──────── Text shown

It’s never recommended that anyone who is new to recovery embark on a new romantic relationship in the first year. It’s too easy to lose focus, stop prioritizing all the things you need to do to stay sober, and get swept up in the high that comes with a new romance. But it happens – and it often happens between two people who are in recovery. Early on or not, the relationship between two people who are both working toward sobriety can be hugely empowering for both – or a huge risk.
Each relationship is different, so it’s important to pay attention and avoid getting swept away in feelings that can be confusing and powerful. Here’s how.
Keep a Firm Grip on Reality
Part of the fun of falling in love is allowing yourself to be caught up in the great things about someone else. No one is perfect, but you may believe that you’ve found someone who is perfect for you. It’s okay to celebrate that fact and allow yourself to enjoy the experience.
But it’s also important to make sure that you aren’t latching on to someone who is likely to hurt you or your ability to stay sober. Though you can’t always see the wolf in sheep’s clothing, you can keep a grip on reality by acknowledging a number of things that can indicate that this may not be the right person for you, including:
- A particularly rocky or explosive history with significant others
- A history of frequent relapse or long periods of relapse
- A recent return to recovery or being new to recovery (e.g., first year of sobriety)
- Your friends’ concerns
Everyone deserves a second chance and it’s important not to judge others, especially when it comes to drug and alcohol use or other things that even you have had a rough time with in the past, but your criteria for choosing a friend who you will support in recovery and your criteria for choosing a partner are entirely different. You want to make sure that your prospective significant other is strong in recovery and will be a support for you just as you will be in return. If your friends believe that the person you are interested in isn’t treating you right or have concerns about the relationship, it may be worth a second look, especially if they are the people who know you best.

────────────────
──────── Extracted data

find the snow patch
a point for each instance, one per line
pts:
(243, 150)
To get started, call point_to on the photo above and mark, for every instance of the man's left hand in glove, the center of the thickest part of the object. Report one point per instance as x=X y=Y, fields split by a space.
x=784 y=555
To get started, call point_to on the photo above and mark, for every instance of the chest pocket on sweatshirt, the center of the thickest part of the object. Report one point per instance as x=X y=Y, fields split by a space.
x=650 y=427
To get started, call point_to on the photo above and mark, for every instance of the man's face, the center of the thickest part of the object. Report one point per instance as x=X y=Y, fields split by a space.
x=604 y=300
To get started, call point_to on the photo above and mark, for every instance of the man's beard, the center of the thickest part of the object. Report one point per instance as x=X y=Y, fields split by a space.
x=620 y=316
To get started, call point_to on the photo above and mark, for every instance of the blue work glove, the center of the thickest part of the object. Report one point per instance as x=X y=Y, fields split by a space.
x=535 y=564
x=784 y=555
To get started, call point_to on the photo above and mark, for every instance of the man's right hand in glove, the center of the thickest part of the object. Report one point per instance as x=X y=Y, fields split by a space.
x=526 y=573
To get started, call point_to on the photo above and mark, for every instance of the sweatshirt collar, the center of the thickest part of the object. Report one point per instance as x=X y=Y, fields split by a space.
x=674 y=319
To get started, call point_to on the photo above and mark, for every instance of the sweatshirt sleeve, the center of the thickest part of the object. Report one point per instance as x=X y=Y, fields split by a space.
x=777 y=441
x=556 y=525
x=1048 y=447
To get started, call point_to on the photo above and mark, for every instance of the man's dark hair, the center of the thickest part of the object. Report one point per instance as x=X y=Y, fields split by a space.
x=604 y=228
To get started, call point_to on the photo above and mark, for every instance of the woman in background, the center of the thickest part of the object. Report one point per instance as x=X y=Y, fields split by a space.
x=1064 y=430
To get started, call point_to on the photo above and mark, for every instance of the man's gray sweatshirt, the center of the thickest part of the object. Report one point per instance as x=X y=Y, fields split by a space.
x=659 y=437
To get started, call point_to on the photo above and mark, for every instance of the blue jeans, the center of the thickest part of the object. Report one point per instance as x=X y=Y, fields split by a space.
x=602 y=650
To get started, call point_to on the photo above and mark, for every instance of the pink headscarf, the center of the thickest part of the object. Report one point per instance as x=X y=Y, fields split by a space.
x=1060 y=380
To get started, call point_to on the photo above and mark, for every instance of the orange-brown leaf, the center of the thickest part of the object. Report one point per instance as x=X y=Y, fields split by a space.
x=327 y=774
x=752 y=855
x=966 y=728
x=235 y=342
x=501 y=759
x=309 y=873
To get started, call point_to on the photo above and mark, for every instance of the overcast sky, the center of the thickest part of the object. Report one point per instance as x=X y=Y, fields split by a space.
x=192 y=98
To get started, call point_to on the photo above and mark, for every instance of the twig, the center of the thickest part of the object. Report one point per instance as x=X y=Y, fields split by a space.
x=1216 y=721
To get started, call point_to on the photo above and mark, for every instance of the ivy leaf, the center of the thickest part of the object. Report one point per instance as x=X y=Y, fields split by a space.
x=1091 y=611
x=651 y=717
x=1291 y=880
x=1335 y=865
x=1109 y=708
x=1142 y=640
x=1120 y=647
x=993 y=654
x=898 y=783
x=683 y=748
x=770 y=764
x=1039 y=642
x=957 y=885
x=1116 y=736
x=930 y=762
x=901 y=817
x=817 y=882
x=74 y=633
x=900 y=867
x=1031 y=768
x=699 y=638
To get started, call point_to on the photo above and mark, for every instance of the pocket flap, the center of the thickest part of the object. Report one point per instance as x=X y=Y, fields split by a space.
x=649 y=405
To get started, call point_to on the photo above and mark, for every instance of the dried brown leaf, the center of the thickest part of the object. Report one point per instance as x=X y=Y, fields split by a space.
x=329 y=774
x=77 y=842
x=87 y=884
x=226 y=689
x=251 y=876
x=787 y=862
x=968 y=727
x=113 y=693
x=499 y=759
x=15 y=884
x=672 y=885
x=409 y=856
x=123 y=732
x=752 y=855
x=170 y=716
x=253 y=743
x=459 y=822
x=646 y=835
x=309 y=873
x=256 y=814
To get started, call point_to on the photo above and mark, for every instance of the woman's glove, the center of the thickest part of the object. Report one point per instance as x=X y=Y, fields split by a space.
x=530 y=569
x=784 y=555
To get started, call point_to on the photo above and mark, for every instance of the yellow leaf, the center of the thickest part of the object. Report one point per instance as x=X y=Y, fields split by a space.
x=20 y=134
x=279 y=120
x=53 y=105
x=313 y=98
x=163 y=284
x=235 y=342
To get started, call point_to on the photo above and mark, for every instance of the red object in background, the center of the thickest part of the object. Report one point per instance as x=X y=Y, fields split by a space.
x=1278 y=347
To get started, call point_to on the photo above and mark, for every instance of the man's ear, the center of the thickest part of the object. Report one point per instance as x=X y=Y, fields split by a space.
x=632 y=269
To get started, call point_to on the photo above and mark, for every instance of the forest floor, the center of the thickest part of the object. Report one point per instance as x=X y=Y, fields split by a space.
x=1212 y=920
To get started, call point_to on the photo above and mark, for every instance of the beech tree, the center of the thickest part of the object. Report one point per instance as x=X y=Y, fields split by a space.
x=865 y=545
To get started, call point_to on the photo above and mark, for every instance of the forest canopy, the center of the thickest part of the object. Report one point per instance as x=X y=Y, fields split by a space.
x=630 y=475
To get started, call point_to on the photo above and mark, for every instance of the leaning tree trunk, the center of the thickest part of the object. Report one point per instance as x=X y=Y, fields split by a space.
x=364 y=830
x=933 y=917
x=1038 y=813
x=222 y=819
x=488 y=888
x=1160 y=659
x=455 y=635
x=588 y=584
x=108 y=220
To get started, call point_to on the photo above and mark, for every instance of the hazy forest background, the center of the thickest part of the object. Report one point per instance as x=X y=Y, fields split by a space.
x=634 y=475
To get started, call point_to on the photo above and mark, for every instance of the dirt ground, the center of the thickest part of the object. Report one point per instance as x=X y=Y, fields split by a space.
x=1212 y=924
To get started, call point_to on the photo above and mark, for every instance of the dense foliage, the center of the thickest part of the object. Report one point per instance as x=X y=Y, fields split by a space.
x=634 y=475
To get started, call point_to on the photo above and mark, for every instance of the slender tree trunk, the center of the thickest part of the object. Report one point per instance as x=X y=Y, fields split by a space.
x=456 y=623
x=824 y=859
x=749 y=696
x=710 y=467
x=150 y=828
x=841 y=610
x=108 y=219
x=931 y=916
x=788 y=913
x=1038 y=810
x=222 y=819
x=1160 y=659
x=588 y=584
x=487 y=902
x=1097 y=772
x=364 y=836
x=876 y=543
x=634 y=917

────────────────

Task requirements:
(A) Answer these questions about the piece on romantic relationships in recovery:
(i) During what period of recovery does it say starting a new romantic relationship is never recommended?
(ii) What history with significant others is listed as a sign that someone may not be the right person for you?
(iii) Whose concerns does it say may make a relationship worth a second look?
(B) Pick up the piece on romantic relationships in recovery after its last sentence and continue it.

Numbered responses:
(A)
(i) The first year of recovery.
(ii) A particularly rocky or explosive history with significant others.
(iii) Your friends', especially if they are the people who know you best.

(B)
Throughout your relationship, it’s important to maintain a strong connection to your continued recovery. Checking in with yourself frequently will help to make sure that you are physically and mentally active in your recovery. Consider:
- Whether or not you have been missing 12-Step meetings to spend time with your new significant other
- How often you meet with your sponsor
- Whether or not you are actively working toward any new sober goals
- How many different types of therapies you attend in recovery and when you last changed things up to keep your recovery fresh and interesting
Pulling away from recovery may be safe enough for a time if you are solid in sobriety, but in many cases, it can be a precursor for relapse.
Watch for Signs of Relapse
In addition to having less interaction with the tools and people who can support you in managing any crisis or stressful event that may arise and trigger a relapse, a relationship can provide you with an untold amount of those events all by itself. Constant arguing, feelings of insecurity or jealousy, breaking up and making up, or other issues can all make you feel less stable emotionally and more focused on the relationship than on what you need to stay safe in recovery. It can be very easy to go from continuously high levels of stress due to a relationship to relapse, especially after a painful fight or breakup that makes you want to escape or numb the discomfort.
The Exceptional Relationship
Not all relationships in recovery, especially with other people who are in recovery, are bad. Your new partner may have a unique insight to what it takes to communicate healthfully and positively in recovery thanks to personal experience. If your new partner is heavily focused on maintaining sobriety as well, then you may be more likely to stay focused on that, too. Two people working toward the same cause is arguably stronger than one, and your new partner may identify potential obstacles or challenges even before you do. Plus, if both of you regularly attend 12-Step meetings and other support groups or sober events, doing it together may keep you going even when you feel like taking a break.
In short, you can be an encouragement to one another, making each other stronger as individuals as well as a strong couple, and support one another’s growth in recovery together and separately.
The key to this version of the dual recovery relationship is the freedom to define oneself independently. Have some different friends, attend some meetings without the other person, and engage in hobbies or other pursuits on your own. You need your own identity and so too does your new romantic partner. The stronger the two of you are as individuals – both in life and in terms of recovery – the better you will be for each other and the more positive the relationship.